** Ziel der Übung **
Welche Fassung des Buches Ester wird laut dem Textauszug beim Purimfest verkündet?

** Textauszug **
====

3.4. Das Buch Ester – die Geschichte eines politisch handelnden Waisenkindes Text Ester 1-10:
Einheitsübersetzung 2016 |
Lutherbibel 2017 In Psalm 68,6 wird Gott als ein Vater der Waisen gepriesen. Das Büchlein Ester zeigt, welchen Vater das Waisenkind Ester findet und wie sie mit ihm die drohende Vernichtung des eigenen Volkes abwendet. Hintergrund ist wie im Buch Judit wieder die seleukidische Situation. Denn Antiochus IV. versucht eine kulturelle und spirituelle Vernichtung des biblischen Glaubens. Gymnasien werden gebaut, die griechische Sprache verpflichtend eingeführt, die kultischen Symbole Räucheraltar, siebenarmiger Leuchter, Schaubrottisch aus dem Tempel entfernt. Dann greift Antiochus zu härteren Maßnahmen. Er lässt die Mauer Jerusalems niederreißen, Männer umbringen, Frauen und Kinder als Sklavinnen verkaufen. Beschneidung und Feier des Sabbats werden unter Todesstrafe gestellt, der Brandopferaltar wird zu einem Altar des Olympischen Zeus verwandelt, und das Schwein als Opfertier ersetzt das Lamm.
Das Besondere des Buches Ester ist, dass es in einer hebräischen Fassung (und nur diese wird beim Purimfest verkündet) und zwei griechischen Fassungen vorliegt, in denen der hebräische Text durch umfangreiche Einschübe ergänzt wird. Die Einheitsübersetzung bringt die griechische Fassung, wobei der hebräische Text mit Versen, die griechischen Erweiterungen mit Versen und Buchstaben angezeigt werden.

====

Einträge mit Punktannotationen:
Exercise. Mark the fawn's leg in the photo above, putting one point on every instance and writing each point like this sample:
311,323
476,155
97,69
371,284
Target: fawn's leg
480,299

====

** Antwort **
Beim Purimfest wird nur die hebräische Fassung verkündet.